Aim of the task - Copy verbatim the lines in the items below, from the line that contains "query (the phrase naming what to segment): metal" to the line that contains "224L300 220L300 149L182", with both of those lines included.

* start *

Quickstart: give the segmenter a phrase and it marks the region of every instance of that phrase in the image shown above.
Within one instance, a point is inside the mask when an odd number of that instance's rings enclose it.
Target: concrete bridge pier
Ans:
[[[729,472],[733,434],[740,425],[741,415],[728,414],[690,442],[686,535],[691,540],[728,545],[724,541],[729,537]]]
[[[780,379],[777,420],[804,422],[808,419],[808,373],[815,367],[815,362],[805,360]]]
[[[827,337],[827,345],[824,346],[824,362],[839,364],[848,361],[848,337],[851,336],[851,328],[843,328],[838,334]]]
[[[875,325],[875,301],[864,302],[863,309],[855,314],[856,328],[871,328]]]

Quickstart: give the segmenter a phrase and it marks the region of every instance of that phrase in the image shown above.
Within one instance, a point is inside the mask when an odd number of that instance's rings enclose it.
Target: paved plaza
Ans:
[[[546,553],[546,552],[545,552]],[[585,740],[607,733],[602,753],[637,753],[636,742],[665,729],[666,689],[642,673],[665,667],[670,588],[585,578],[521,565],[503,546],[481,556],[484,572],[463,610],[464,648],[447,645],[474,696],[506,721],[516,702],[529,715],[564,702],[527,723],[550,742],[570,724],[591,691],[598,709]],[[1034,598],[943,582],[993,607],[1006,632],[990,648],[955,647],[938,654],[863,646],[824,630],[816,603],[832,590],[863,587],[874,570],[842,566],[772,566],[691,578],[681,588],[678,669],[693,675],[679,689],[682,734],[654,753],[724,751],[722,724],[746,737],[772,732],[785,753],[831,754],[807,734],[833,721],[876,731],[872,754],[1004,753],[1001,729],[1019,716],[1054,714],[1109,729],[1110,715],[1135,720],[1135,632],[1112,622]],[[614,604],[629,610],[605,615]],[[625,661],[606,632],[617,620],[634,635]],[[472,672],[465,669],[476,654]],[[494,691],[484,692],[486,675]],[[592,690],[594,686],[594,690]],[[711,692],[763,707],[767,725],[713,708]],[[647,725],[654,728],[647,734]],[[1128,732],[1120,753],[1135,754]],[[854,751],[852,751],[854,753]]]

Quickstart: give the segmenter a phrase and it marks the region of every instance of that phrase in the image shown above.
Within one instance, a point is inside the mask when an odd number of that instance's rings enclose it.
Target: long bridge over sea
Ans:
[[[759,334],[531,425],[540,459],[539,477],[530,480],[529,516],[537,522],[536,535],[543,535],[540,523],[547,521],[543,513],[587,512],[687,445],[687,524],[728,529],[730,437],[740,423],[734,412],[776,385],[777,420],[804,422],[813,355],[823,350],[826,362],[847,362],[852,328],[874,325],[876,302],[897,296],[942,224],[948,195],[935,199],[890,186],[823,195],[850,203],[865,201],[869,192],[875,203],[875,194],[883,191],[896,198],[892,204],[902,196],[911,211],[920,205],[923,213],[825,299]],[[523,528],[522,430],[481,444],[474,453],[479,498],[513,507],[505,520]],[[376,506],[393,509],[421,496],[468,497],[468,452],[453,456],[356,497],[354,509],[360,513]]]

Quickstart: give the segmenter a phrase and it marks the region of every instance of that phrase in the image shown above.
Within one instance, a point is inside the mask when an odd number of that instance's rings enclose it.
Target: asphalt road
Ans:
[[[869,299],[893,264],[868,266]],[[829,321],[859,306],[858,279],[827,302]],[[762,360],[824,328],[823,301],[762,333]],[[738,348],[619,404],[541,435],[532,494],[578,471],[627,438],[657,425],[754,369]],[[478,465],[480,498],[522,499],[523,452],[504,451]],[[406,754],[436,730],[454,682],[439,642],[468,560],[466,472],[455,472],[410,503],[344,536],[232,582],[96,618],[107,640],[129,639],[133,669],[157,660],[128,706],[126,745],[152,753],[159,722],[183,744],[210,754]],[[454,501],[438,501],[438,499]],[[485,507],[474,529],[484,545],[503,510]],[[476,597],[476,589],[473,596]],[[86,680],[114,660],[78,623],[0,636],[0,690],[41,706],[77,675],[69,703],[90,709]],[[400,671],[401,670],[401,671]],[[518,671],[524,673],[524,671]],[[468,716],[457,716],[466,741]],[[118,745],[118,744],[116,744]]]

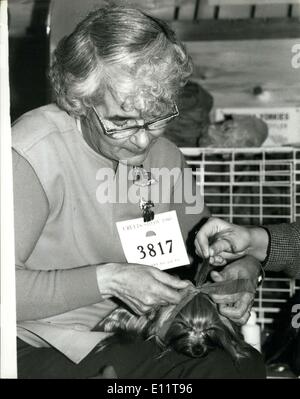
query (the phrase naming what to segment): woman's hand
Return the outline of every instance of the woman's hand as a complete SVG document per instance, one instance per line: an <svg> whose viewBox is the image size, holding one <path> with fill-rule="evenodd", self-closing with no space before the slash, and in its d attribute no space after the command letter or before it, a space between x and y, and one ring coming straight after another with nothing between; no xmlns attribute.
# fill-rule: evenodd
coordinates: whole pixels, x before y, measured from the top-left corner
<svg viewBox="0 0 300 399"><path fill-rule="evenodd" d="M138 315L179 303L181 290L191 284L155 267L128 263L99 265L97 281L102 296L119 298Z"/></svg>

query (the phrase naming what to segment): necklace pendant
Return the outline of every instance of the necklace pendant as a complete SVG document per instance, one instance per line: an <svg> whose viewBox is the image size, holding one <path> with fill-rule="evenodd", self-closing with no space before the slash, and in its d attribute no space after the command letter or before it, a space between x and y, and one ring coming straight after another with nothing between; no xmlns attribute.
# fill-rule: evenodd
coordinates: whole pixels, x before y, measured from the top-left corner
<svg viewBox="0 0 300 399"><path fill-rule="evenodd" d="M143 198L140 199L140 209L143 212L144 222L151 222L154 219L154 211L151 209L154 207L152 201L145 201Z"/></svg>

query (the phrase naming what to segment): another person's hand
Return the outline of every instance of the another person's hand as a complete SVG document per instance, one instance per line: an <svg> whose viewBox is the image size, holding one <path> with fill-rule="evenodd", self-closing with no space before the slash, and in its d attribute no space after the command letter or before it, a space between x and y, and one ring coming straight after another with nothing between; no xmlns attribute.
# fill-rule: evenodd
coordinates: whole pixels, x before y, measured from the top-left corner
<svg viewBox="0 0 300 399"><path fill-rule="evenodd" d="M179 303L183 289L191 284L155 267L128 263L98 266L97 281L103 296L119 298L139 315Z"/></svg>
<svg viewBox="0 0 300 399"><path fill-rule="evenodd" d="M198 231L195 247L198 255L209 257L210 263L222 266L228 260L249 254L258 260L266 256L268 235L260 227L246 227L209 218Z"/></svg>
<svg viewBox="0 0 300 399"><path fill-rule="evenodd" d="M245 256L227 265L221 272L212 271L211 278L215 282L245 278L250 279L256 286L259 273L260 263L252 256ZM250 317L255 294L239 292L231 295L211 295L211 297L219 305L219 311L222 315L242 325Z"/></svg>
<svg viewBox="0 0 300 399"><path fill-rule="evenodd" d="M113 366L105 366L99 374L95 375L95 377L89 377L90 380L104 380L104 379L115 379L118 378L117 373Z"/></svg>

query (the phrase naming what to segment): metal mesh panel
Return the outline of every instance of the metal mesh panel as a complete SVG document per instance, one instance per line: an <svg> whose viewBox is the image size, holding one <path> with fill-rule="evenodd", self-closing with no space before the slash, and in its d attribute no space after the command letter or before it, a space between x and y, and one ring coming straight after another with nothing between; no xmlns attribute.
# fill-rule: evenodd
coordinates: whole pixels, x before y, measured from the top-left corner
<svg viewBox="0 0 300 399"><path fill-rule="evenodd" d="M238 224L300 220L300 149L182 148L212 214ZM254 303L262 329L300 289L300 280L267 274Z"/></svg>

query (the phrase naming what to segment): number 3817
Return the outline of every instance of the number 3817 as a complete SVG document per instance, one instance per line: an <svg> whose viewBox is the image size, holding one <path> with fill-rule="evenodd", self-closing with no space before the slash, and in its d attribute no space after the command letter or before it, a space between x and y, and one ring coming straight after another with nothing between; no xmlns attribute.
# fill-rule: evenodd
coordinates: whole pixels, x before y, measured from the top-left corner
<svg viewBox="0 0 300 399"><path fill-rule="evenodd" d="M165 255L166 253L171 254L173 249L172 240L166 240L165 243L158 242L157 244L147 244L146 248L143 245L137 247L140 251L140 259L145 259L146 256L154 258L156 255Z"/></svg>

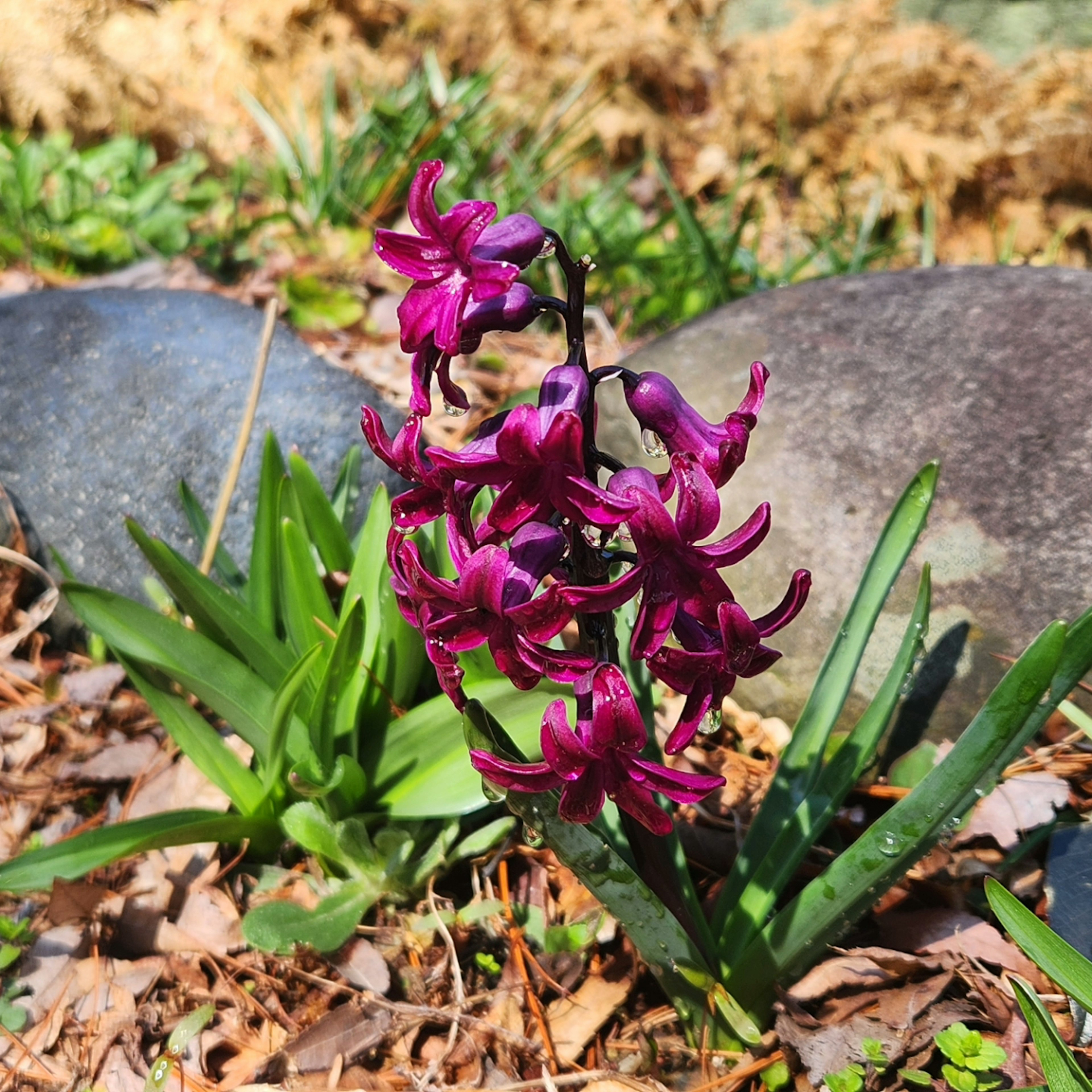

* end *

Full answer -
query (the phrase naming what to segment): metal mesh panel
Return the outline of every instance of the metal mesh panel as a complete SVG document per instance, one instance per line: an <svg> whose viewBox is the image size, holding one <path> with fill-rule="evenodd", self-closing with no space before the slash, and in its d attribute no space after the command letter or before it, a space between x and y, and one ring coming straight after another with nothing between; no xmlns attribute.
# fill-rule: evenodd
coordinates: whole pixels, x before y, measured from the top-left corner
<svg viewBox="0 0 300 399"><path fill-rule="evenodd" d="M238 224L300 220L300 149L182 148L212 214ZM254 303L262 329L300 289L300 280L267 274Z"/></svg>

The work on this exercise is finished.